Write out the passage of the divorce thread from "Shoot. We had" up to and including "right to know.", replacing "relatives" with "cousins".

## SELECTED TEXT
==*==

# How far out do you tell people?



## no1.daddy2kids (Jul 29, 2009)

I had a thought as I was coming home from my younger daughters preschool orientation. How many people do you tell about an impending divorce? I think W mentioned to the preschool teachers about what was going on, as we are friends with some of them. Do you tell the school teachers? The school nurse or principal? I don't anticipate any issues between my W and myself, but things that happen in the home affect school and social life for the kids too. If questions or issues come up in the classroom, having an understanding of the issues they are facing may help them in a situation at school or girl scouts, or something.

What do you think? Should we expose our situation in these instances or not? What have you all done?


----------



## Flame (Sep 11, 2009)

Hi,
In my case, we told close family members, preschool teachers (for youngest kid), teacher of oldest kid, and parents of the kids' friends. The difficult part is when they look at you with that look on their face, or even when they say, "What happened?" or "Wow I didn't see that coming." After they know, at least in my case, I feel like they are taking sides as to which parent they might like better. That hurts too. Good luck.


----------



## dobo (Jun 30, 2009)

I told the teachers. They wanted to know things like, "If he comes for the children, what should I do?" and of course, I said, "Let them go with him? He's still their father." They mostly want to know what their role is in the entire fiasco.

Shoot. We had some of his relatives come to stay with us and I thought they didn't know because we were all having a nice time together and I mentioned it to them and they said, "Oh, he told us. But you two get along so well, it is really a shame!" LOL!


----------



## no1.daddy2kids (Jul 29, 2009)

Flame: Yes, we have had that reaction pretty much from everyone we have told so far. I guess we all keep the dirty laundry in the closet, huh? I never thought of the taking sides issue. Its a hard thing to say, as you dont' want to subconsiously say anything that paints a bad light on things to make people uncomfortable around the family, but others have a right to know.

We will probably tell the rest of the close contacts with the kids so if issues come up, they are aware if it and can help, like you say M22. I'd just hate to have them get hammered by someone and then get the teacher blindsided by not knowing. 

Plus, like you say dobo, they need to know about being around each of us. There are plenty of divorces that are agressive or abusive in nature, so they need to know that we are working for amicability in this, and that neither of us needs to be away from the kids.


----------

==*==

## LISTING
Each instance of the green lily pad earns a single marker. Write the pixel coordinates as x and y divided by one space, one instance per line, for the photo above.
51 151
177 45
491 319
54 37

==*==

## REPLY
Shoot. We had some of his cousins come to stay with us and I thought they didn't know because we were all having a nice time together and I mentioned it to them and they said, "Oh, he told us. But you two get along so well, it is really a shame!" LOL!


----------



## no1.daddy2kids (Jul 29, 2009)

Flame: Yes, we have had that reaction pretty much from everyone we have told so far. I guess we all keep the dirty laundry in the closet, huh? I never thought of the taking sides issue. Its a hard thing to say, as you dont' want to subconsiously say anything that paints a bad light on things to make people uncomfortable around the family, but others have a right to know.